[[ Source data open ]]
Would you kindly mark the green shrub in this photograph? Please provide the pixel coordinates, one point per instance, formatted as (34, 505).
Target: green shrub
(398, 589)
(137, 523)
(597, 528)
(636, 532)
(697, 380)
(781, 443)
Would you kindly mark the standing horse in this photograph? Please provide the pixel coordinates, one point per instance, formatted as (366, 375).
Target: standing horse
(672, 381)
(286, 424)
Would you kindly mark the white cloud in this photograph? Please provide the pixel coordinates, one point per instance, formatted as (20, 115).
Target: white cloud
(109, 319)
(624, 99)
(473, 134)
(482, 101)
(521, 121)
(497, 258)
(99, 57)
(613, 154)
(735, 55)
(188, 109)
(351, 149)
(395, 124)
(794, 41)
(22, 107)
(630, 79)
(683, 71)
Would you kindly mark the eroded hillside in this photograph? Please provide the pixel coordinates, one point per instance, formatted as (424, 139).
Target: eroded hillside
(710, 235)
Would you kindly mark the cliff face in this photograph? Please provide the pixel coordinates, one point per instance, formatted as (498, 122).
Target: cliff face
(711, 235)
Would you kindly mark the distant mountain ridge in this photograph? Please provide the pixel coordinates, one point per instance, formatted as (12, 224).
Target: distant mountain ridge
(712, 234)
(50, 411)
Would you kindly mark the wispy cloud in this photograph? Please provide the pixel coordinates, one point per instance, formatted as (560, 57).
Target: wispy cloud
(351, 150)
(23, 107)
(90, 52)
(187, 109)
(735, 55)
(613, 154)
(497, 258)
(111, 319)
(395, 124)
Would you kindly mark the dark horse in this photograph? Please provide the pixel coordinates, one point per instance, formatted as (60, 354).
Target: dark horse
[[ Source data closed ]]
[[ Source data open ]]
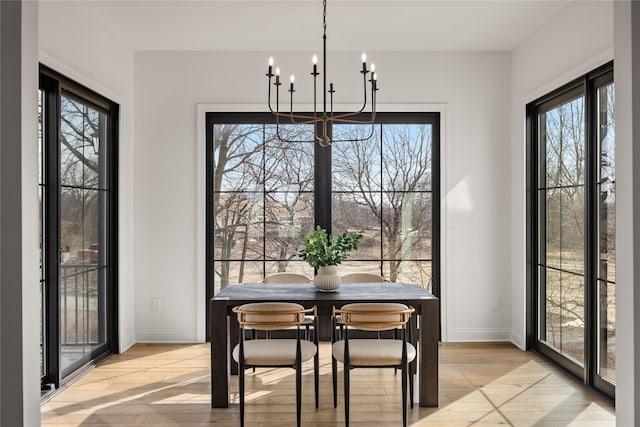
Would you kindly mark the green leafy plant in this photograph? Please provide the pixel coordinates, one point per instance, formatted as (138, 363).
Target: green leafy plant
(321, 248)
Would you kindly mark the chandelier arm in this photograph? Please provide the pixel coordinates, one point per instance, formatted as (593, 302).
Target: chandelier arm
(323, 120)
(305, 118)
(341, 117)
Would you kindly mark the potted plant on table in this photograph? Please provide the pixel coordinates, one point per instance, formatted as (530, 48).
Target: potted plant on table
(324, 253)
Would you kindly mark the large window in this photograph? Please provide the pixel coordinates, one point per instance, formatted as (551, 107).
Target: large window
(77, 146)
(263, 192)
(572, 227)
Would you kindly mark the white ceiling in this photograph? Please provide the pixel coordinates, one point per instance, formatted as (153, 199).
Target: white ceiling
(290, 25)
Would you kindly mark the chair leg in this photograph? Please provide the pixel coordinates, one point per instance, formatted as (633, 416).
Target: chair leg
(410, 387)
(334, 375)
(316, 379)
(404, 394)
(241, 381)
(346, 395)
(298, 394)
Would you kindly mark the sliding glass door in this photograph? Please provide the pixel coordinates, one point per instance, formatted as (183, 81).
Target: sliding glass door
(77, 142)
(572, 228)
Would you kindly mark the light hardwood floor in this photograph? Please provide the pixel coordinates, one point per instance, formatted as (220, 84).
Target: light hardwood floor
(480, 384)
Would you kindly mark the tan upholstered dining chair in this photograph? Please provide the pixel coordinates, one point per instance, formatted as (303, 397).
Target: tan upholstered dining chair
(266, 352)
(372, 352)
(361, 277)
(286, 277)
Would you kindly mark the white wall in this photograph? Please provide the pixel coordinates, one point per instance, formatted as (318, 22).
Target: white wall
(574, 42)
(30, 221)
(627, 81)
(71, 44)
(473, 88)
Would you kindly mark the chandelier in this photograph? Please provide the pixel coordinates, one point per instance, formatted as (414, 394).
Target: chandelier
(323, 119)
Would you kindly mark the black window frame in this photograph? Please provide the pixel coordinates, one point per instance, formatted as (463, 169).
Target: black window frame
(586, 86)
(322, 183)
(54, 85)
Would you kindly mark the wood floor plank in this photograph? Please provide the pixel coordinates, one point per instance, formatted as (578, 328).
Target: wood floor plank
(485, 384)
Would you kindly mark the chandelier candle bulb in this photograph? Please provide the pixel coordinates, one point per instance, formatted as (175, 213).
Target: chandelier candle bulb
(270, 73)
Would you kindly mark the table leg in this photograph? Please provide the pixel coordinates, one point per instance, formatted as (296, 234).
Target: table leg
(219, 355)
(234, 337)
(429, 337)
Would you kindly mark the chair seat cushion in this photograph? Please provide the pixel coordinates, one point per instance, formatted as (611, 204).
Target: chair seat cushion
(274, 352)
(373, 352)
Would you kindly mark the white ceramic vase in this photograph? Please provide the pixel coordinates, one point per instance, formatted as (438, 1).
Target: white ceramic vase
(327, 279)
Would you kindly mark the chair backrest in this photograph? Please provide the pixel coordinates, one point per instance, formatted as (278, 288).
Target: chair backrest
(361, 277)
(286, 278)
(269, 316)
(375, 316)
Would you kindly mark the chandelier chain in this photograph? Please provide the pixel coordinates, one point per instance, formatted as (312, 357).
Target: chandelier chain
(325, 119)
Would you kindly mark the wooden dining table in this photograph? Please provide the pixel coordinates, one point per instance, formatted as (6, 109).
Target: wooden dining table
[[ Source data closed ]]
[[ Source data open ]]
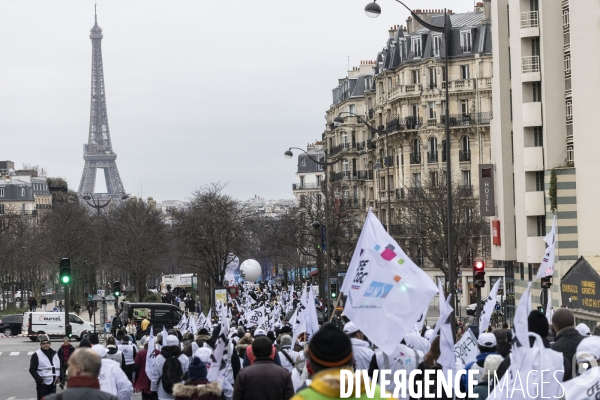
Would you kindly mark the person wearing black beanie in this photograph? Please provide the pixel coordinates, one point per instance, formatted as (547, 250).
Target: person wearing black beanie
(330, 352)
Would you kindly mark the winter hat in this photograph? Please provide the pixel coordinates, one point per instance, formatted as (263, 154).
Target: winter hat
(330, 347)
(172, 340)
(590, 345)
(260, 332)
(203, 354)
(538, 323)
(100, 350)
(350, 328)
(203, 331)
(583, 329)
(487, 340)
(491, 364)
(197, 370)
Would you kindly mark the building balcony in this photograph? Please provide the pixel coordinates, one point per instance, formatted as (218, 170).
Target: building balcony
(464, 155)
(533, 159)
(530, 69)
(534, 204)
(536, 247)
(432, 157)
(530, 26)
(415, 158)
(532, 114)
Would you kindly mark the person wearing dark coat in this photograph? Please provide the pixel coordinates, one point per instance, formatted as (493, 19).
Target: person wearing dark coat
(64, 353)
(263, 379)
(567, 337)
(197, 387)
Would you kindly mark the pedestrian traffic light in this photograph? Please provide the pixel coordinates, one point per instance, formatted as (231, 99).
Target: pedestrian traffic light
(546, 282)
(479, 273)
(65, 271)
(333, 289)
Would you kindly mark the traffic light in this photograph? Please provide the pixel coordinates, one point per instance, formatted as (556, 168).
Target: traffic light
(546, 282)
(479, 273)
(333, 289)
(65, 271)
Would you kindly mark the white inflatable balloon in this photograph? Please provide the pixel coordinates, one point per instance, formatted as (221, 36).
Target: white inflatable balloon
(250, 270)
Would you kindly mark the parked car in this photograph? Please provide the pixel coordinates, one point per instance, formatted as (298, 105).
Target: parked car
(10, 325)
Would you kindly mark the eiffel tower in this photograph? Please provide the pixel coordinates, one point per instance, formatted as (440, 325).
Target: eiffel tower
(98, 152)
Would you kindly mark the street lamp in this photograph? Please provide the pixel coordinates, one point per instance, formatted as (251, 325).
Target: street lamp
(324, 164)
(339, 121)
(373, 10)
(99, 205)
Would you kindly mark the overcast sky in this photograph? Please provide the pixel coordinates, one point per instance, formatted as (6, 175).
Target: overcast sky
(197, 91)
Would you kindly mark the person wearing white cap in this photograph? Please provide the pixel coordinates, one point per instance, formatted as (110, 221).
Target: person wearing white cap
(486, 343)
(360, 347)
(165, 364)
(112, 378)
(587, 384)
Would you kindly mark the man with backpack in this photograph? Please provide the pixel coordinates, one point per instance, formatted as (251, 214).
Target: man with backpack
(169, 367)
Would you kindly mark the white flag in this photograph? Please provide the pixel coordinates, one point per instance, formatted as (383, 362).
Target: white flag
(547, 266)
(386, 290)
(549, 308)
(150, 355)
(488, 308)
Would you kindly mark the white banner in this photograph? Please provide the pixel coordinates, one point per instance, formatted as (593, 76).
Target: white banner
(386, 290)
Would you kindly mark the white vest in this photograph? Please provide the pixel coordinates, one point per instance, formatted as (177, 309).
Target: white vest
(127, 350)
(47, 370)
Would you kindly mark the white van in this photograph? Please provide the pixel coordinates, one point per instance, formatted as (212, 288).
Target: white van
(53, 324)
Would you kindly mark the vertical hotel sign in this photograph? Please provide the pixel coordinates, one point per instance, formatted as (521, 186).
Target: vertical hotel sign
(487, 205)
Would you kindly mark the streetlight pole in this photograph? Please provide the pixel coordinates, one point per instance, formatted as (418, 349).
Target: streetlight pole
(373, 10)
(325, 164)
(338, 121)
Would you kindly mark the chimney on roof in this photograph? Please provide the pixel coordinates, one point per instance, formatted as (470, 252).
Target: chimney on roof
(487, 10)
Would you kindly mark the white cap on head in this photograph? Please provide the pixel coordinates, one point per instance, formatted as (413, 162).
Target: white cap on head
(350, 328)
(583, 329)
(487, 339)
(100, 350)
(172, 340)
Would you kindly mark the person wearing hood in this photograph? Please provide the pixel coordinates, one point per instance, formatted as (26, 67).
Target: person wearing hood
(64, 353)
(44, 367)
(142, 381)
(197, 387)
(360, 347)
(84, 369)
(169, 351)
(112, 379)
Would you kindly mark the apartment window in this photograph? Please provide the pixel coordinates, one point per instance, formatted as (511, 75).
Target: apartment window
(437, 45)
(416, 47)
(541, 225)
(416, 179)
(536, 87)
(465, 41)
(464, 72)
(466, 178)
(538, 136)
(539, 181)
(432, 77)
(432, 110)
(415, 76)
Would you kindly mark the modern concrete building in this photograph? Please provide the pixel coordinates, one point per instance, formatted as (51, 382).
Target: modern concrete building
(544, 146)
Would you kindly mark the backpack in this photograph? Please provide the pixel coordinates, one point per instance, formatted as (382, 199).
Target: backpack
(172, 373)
[[ Source data closed ]]
> [Work order]
Retype only the lines above between the line with "Would you kindly mark the wispy" and the line with "Target: dark horse", counting those two lines as well, and keep every character as it is.

> [Task solution]
Would you kindly mark the wispy cloud in this photograph? Please provide the pixel coordinates, one point per instance, formatted as (560, 57).
Target: wispy cloud
(351, 150)
(23, 107)
(90, 52)
(187, 109)
(735, 55)
(613, 154)
(497, 258)
(111, 319)
(395, 124)
Would you kindly mark the dark horse in this photograph? Please provide the pixel coordinates, one point per instance, formatted as (60, 354).
Target: dark horse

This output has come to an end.